_What is asked:_ Copy out the part of the records that begins with the line containing "One pin per instance of the brick" and ends with the line containing "<point>14,299</point>", both lines included. Keep the requests as they are, including their sample points, and add -142 to every coordinate in the answer points only.

[Pointing dataset records]
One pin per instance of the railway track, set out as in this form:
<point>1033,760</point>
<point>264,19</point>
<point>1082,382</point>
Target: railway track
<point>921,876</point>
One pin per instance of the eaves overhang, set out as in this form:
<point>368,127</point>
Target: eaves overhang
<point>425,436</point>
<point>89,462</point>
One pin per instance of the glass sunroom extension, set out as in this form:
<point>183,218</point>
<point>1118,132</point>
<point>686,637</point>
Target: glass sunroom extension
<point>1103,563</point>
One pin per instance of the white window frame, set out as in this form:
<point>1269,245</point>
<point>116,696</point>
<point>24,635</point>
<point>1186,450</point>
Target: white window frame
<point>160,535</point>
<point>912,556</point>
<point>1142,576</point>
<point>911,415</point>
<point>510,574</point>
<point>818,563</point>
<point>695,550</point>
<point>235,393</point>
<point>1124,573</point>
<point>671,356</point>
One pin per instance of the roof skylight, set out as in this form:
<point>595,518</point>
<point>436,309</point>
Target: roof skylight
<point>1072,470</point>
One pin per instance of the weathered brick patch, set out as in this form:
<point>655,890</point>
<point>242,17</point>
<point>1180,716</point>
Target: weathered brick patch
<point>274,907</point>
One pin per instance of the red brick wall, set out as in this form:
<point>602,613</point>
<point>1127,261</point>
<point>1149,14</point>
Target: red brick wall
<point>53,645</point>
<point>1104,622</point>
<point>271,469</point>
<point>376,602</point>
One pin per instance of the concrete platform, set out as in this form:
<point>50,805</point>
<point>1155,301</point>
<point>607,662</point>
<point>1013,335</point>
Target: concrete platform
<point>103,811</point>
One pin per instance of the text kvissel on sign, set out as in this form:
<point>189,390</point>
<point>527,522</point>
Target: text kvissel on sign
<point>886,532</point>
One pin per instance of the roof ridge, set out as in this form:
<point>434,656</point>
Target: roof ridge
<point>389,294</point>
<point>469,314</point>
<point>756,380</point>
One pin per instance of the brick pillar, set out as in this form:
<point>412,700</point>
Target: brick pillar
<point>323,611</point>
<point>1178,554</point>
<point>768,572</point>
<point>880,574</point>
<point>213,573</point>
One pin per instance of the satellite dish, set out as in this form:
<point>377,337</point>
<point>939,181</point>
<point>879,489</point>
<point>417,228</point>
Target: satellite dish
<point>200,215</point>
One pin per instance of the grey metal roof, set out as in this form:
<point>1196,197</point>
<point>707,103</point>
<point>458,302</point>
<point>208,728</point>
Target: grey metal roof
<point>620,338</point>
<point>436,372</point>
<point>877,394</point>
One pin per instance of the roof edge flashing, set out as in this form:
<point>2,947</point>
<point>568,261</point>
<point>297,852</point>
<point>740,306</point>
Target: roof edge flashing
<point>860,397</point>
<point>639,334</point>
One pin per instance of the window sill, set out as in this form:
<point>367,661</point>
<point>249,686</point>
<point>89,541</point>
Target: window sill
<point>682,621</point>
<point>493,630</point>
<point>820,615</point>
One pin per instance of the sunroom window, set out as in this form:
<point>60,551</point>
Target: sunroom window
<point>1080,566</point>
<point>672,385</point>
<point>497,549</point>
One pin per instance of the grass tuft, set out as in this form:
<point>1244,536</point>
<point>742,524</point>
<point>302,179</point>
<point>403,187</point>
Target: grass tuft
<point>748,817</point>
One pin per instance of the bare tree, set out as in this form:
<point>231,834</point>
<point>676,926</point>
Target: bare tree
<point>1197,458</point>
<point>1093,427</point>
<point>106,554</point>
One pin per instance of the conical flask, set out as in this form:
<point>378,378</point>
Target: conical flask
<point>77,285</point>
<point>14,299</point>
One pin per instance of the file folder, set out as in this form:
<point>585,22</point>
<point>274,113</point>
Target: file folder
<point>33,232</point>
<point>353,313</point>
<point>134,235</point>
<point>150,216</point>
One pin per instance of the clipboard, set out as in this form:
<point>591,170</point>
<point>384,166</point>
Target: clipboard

_Result below:_
One pin per instance of the brick pillar, set out as in this form:
<point>412,700</point>
Target: brick pillar
<point>181,469</point>
<point>1036,412</point>
<point>626,430</point>
<point>738,432</point>
<point>71,431</point>
One pin per instance of the satellite dish, set out as in this form:
<point>377,337</point>
<point>939,181</point>
<point>879,489</point>
<point>417,228</point>
Target: satellite dish
<point>58,73</point>
One pin per instance of the grey metal roof, set out as in this form:
<point>1196,197</point>
<point>707,103</point>
<point>458,302</point>
<point>208,728</point>
Target: grey metal roof
<point>478,196</point>
<point>294,230</point>
<point>735,252</point>
One pin per instance of the roof edge flashing, set out as in this form:
<point>2,947</point>
<point>568,261</point>
<point>297,852</point>
<point>740,306</point>
Target: roof edge flashing
<point>718,255</point>
<point>497,192</point>
One pin per instance of the window sill, set out as in this form:
<point>367,661</point>
<point>249,686</point>
<point>89,541</point>
Target: window sill
<point>540,479</point>
<point>351,488</point>
<point>678,473</point>
One pin per instance of the sunroom window, set out as in this form:
<point>60,551</point>
Target: sunroom window
<point>938,424</point>
<point>530,243</point>
<point>355,407</point>
One pin per instance of the grass tuft, set out as in this form:
<point>1244,536</point>
<point>742,524</point>
<point>302,179</point>
<point>403,187</point>
Target: grass tuft
<point>606,675</point>
One pin per instance of the bare tree, set out as in this form:
<point>231,834</point>
<point>676,926</point>
Target: bare tree
<point>1055,316</point>
<point>951,285</point>
<point>-36,412</point>
One pin per instance of the conical flask, set out as in this form:
<point>378,378</point>
Target: conical flask
<point>-65,143</point>
<point>-128,157</point>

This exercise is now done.